-- WORK REQUIRED --
All of the data below should be printed again exactly, pictures excluded.

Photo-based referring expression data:
>>
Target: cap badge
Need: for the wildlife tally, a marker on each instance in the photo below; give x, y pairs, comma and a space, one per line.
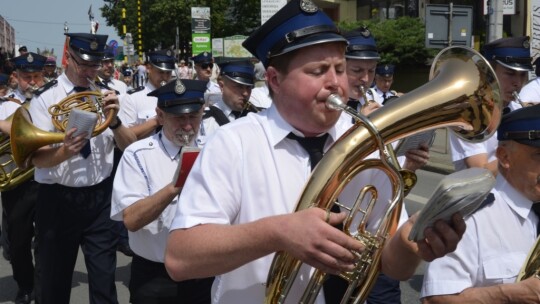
307, 6
179, 88
365, 32
93, 45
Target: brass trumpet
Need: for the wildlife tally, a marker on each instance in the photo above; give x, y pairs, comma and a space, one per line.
463, 94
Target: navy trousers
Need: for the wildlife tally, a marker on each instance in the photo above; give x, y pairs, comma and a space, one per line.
68, 218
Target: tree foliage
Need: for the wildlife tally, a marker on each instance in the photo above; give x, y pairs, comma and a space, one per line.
160, 18
400, 41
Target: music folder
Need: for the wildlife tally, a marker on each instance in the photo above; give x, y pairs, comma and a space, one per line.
188, 155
<<
-- TASK ANSWER --
Target: cap badge
Need: for the wildlife tally, a marker on each instance in the photo below; give x, y pairs, comma and a space, one per line.
307, 6
179, 88
365, 32
93, 45
Target: brass trumpet
Need: for the wildlife tally, a marker on each instance in the photo above; give x, y pairs, comma and a space, one per line.
463, 94
Target: navy trousers
Need: for the wildlife tally, a marker on each instance in the photo above; give x, y pairs, comma and a space, one per line.
68, 218
Target: tree foliage
Need: for the wildlife tally, a marker on each instance in the photo above; give x, y pairs, comma and a space, one per line.
160, 18
400, 41
Target: music folder
Need: for the wildlife tally, a marker on each instance in the photo above; give x, y pairs, comma and a space, one per line.
188, 155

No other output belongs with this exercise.